■ **Objetivo do exercício**:
Transcreva, do texto sobre “Killers of the Flower Moon”, o trecho de “Parece que Martin” até “nascimento do FBI.”, inclusive.

■ **Trecho apresentado**:

- - - - -

Parece que Martin Scorsese comprou definitivamente a ideia de fazer filmes com a duração de um Épico. Depois de superar “George Harrison: Living in the Material World” por 1 minuto com “The Irishman“, o diretor manteve a média perto das três horas e meia com “Killers of the Flower Moon”. Se o atrativo antes era reunir Joe Pesci com Robert De Niro e Al Pacino, agora a reunião de peso é entre Leonardo DiCaprio e De Niro, que não trabalhavam juntos desde 1993. A promessa era grande, o orçamento maior ainda, e o resultado é mais um grande acerto de Scorsese com aquele que pode ser o penúltimo filme de sua longa carreira; uma história baseada em um escândalo no começo do Século 20 envolvendo nativo-americanos e sua investigação de grande escala que envolveu o próprio J. Edgar Hoover e faz parte do nascimento do FBI.

- - - - -

■ **Dados fornecidos**:
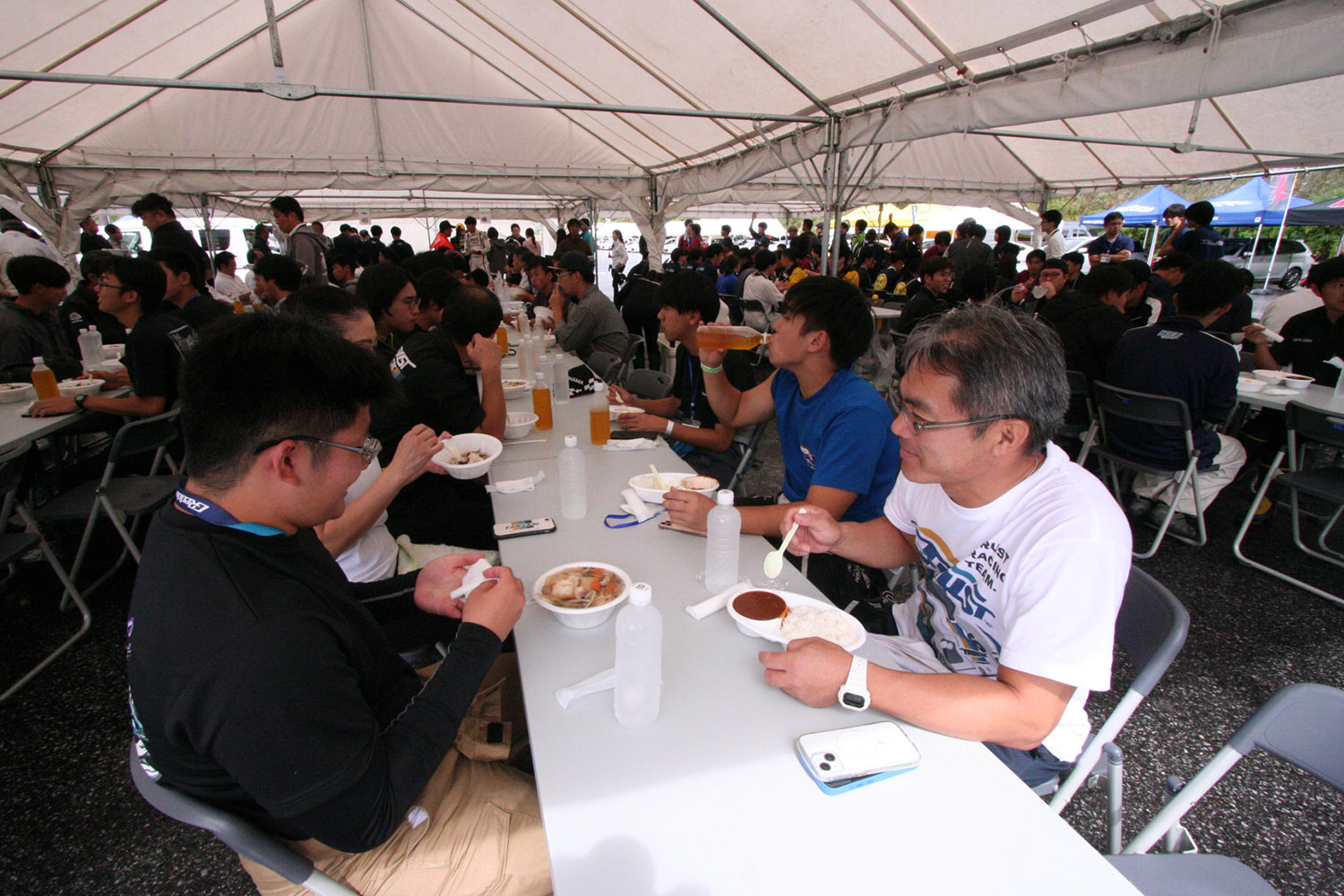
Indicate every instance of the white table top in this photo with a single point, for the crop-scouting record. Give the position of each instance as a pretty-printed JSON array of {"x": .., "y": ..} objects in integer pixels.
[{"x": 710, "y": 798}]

- - - - -

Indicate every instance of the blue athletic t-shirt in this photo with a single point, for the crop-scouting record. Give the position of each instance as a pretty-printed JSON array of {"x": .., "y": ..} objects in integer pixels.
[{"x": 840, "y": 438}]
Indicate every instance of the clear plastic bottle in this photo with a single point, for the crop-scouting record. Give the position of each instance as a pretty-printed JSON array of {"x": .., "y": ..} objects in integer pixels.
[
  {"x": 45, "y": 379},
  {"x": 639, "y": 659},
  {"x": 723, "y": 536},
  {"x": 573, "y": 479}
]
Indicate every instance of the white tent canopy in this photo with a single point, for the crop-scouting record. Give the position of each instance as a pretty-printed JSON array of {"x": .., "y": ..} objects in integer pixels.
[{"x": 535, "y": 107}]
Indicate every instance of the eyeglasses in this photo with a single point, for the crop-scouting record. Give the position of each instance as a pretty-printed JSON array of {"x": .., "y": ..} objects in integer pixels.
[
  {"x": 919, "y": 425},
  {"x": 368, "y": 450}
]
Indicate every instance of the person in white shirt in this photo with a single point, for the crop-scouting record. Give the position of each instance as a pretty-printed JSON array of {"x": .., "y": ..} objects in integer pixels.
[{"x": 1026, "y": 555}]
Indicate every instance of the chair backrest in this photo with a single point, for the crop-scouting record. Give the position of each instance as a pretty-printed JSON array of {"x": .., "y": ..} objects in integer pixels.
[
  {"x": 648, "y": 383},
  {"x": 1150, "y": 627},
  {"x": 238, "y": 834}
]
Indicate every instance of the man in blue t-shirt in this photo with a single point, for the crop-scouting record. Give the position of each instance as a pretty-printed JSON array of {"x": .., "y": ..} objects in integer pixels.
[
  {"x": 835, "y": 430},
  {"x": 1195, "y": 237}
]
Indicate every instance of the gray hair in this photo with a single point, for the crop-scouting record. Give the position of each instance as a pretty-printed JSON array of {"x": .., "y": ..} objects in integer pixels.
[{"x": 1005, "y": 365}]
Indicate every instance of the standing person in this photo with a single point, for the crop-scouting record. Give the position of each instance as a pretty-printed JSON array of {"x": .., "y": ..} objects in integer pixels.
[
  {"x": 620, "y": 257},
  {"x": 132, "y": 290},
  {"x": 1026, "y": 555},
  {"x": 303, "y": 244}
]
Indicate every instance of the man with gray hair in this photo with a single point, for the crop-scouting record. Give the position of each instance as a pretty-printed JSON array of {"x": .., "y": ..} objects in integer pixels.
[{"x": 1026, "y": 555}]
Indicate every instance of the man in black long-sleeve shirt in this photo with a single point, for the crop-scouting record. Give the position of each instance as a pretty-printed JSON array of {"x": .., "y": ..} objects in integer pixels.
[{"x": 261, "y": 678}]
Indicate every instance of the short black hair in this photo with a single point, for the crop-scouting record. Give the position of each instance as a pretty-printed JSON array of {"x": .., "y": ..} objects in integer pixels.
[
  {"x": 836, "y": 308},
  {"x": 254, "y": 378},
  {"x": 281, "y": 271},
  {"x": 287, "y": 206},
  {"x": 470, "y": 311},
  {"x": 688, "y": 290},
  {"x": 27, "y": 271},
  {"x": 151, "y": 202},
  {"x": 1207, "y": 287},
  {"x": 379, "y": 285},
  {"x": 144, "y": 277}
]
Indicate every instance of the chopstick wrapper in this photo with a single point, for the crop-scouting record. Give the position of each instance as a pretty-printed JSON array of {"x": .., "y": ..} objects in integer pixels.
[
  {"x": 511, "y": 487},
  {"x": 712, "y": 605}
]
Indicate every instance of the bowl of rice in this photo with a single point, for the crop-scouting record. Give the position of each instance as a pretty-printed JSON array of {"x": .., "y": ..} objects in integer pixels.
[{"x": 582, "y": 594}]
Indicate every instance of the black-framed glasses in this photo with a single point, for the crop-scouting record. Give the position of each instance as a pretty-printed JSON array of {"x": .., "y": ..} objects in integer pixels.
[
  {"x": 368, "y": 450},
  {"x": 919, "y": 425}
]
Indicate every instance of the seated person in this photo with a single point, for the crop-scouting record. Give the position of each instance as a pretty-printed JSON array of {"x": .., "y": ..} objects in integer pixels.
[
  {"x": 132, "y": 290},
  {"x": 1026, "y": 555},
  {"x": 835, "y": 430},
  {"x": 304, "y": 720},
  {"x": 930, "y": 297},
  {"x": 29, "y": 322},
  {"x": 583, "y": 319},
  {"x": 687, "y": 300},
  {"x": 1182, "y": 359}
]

- - - - -

■ **A resposta**:
Parece que Martin Scorsese comprou definitivamente a ideia de fazer filmes com a duração de um Épico. Depois de superar “George Harrison: Living in the Material World” por 1 minuto com “The Irishman“, o diretor manteve a média perto das três horas e meia com “Killers of the Flower Moon”. Se o atrativo antes era reunir Joe Pesci com Robert De Niro e Al Pacino, agora a reunião de peso é entre Leonardo DiCaprio e De Niro, que não trabalhavam juntos desde 1993. A promessa era grande, o orçamento maior ainda, e o resultado é mais um grande acerto de Scorsese com aquele que pode ser o penúltimo filme de sua longa carreira; uma história baseada em um escândalo no começo do Século 20 envolvendo nativo-americanos e sua investigação de grande escala que envolveu o próprio J. Edgar Hoover e faz parte do nascimento do FBI.